▶ [Fragment]
"""

201005702/1/R4.
Datum uitspraak: 28 december 2011
AFDELING
BESTUURSRECHTSPRAAK
Uitspraak in het geding tussen:
1. [appellant sub 1], wonend te [woonplaats], gemeente Meppel,
2. [appellant sub 2], wonend te [woonplaats], gemeente
De Wolden,
3. [appellant sub 3], wonend te [woonplaats], gemeente Meppel,
4. [appellant sub 3], wonend te [woonplaats], gemeente Meppel,
5. de vereniging Land- en Tuinbouw Organisatie Noord
(hierna: LTO Noord), gevestigd te Deventer,
appellanten,
het college van gedeputeerde staten van Drenthe,
verweerder.
Bij besluit van 13 april 2010, kenmerk 5.3/2009012189, heeft het college besloten over de goedkeuring van het door de raad van de gemeente Meppel bij besluit van 3 september 2009 vastgestelde bestemmingsplan "Buitengebied".
Tegen dit besluit hebben [appellant sub 1] bij brief, bij de Raad van State ingekomen op 10 juni 2010, [appellant sub 2] bij brief, bij de Raad van State ingekomen op 11 juni 2010, [appellant sub 3] bij brief, bij de Raad van State ingekomen op 14 juni 2010, [appellant sub 3] bij brief, bij de Raad van State ingekomen op 14 juni 2010, en LTO Noord bij brief, bij de Raad van State ingekomen op 14 juni 2010, beroep ingesteld.
[appellant sub 1] heeft een nader stuk ingediend.
De Afdeling heeft de zaak ter zitting behandeld op 3 november 2011, waar [appellant sub 1], in persoon, [appellant sub 2], in persoon, [appellant sub 3], vertegenwoordigd door [gemachtigde], LTO Noord, vertegenwoordigd door [gemachtigde], het college, vertegenwoordigd door A.J. Anema, werkzaam bij de provincie, en de raad, vertegenwoordigd door G. Brinksma en M. Duiven, beiden werkzaam bij de gemeente, zijn verschenen.
2.1. Ingevolge artikel 28, tweede lid, van de Wet op de Ruimtelijke Ordening (hierna: de WRO), zoals deze bepaling luidde ten tijde hier van belang, gelezen in samenhang met artikel 10:27 van de Algemene wet bestuursrecht (hierna: de Awb), rust op het college de taak om - in voorkomend geval mede op basis van de ingebrachte bedenkingen - te onderzoeken of het plan niet in strijd is met een goede ruimtelijke ordening. Daarbij dient het college rekening te houden met de aan de raad toekomende vrijheid om bestemmingen aan te wijzen en voorschriften te geven die de raad uit een oogpunt van een goede ruimtelijke ordening nodig acht. Daarnaast heeft het college er op toe te zien dat het plan en de totstandkoming daarvan niet in strijd zijn met het recht.

"""

▶ [Gegevensfragment]
"""

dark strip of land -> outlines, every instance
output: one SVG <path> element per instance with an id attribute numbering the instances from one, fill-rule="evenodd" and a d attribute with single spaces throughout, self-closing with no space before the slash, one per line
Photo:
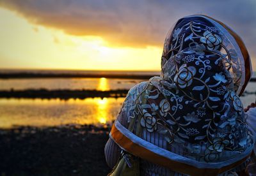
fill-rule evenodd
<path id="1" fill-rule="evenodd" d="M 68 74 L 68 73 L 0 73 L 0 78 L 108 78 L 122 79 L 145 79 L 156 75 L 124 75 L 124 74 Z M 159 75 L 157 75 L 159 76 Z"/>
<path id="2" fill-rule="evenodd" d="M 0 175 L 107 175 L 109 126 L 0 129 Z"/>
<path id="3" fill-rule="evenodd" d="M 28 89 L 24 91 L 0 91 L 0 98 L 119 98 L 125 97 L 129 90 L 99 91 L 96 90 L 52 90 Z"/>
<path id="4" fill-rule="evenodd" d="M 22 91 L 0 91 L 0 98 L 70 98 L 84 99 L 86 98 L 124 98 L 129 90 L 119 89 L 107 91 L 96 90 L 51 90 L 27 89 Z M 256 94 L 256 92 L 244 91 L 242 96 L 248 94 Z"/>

"""
"""

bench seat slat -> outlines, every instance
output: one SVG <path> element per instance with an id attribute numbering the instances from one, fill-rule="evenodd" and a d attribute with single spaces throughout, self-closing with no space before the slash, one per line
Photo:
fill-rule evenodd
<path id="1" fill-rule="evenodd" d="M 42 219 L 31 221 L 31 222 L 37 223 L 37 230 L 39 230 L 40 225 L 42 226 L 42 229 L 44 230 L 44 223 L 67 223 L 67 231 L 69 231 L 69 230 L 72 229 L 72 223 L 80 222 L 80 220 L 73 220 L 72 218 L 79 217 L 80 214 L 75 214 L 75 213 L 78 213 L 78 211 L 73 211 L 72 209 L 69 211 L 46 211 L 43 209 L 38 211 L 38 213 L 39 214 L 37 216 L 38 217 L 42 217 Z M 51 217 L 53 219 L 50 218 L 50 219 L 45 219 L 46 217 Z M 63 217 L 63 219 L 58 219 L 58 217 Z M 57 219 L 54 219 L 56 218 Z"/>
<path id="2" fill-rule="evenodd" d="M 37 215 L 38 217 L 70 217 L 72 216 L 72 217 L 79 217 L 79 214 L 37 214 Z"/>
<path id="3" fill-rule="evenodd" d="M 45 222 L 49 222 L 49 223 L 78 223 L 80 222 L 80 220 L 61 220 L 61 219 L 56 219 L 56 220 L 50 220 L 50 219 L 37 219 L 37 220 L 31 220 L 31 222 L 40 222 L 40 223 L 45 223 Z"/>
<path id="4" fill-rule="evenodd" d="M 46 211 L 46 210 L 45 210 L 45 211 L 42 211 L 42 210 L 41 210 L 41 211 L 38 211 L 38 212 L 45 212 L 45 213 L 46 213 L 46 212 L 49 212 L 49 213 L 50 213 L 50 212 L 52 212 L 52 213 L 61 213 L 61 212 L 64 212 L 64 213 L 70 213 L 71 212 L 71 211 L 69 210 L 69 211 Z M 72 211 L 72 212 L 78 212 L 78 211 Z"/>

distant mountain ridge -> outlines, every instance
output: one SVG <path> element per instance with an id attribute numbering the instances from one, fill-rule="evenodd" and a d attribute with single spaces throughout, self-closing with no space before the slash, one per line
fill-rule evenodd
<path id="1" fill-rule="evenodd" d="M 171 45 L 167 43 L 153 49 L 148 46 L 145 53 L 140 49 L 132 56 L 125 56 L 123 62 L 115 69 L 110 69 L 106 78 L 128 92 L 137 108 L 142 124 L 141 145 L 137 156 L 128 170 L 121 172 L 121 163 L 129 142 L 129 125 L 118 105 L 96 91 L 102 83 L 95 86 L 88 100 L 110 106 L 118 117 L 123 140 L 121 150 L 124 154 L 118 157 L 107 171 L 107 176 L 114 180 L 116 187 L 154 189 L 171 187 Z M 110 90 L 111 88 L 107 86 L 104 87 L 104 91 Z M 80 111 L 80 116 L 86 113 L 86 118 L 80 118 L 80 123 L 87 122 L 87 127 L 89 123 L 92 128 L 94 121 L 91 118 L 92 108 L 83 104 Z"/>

"""

▶ [Wat je doet]
1 > Op welke datum heeft de Afdeling de zaak volgens de uitspraak over het bestemmingsplan Buitengebied ter zitting behandeld?
2 > Schrijf de uitspraak over het bestemmingsplan Buitengebied verder vanaf de laatste zin.
De records heb je hierbij niet nodig.

▶ [Geschreven antwoorden]
1 > Op 3 november 2011.

2 >
2.2. Het plan bevat een actuele juridisch-planologische regeling voor het buitengebied van Meppel. Bij het bestreden besluit heeft het college het plan grotendeels goedgekeurd.
Het beroep van [appellant sub 1]
2.3. [appellant sub 1] betoogt dat het college het plan ten onrechte heeft goedgekeurd, voor zover daarin aan zijn (apotheekhoudende) huisartsenpraktijk op het perceel [locatie sub 1] te Nijeveen de bestemming "Wonen" is toegekend en niet de bestemming "Maatschappelijk". [appellant sub 1] voert hiertoe aan dat de bestemming "Wonen" hem belemmert in de uitbreiding dan wel nieuwbouw van zijn huisartsenpraktijk, omdat de mogelijkheden die deze woonbestemming hem biedt voor de uitoefening van zijn praktijk in de huidige omvang al onvoldoende zijn. De raad is volgens hem bij de vaststelling van het plan ten onrechte niet uitgegaan van de omvang van het huidige gebruik van zijn perceel. Voorts betoogt [appellant sub 1] dat in dit geval, gezien de reisafstanden voor de patiënten, een afwijking van het provinciaal beleid op haar plaats is, omdat zijn huisartsenpraktijk centraal is gelegen ten opzichte van belangrijke voorzieningen in het centrumgebied.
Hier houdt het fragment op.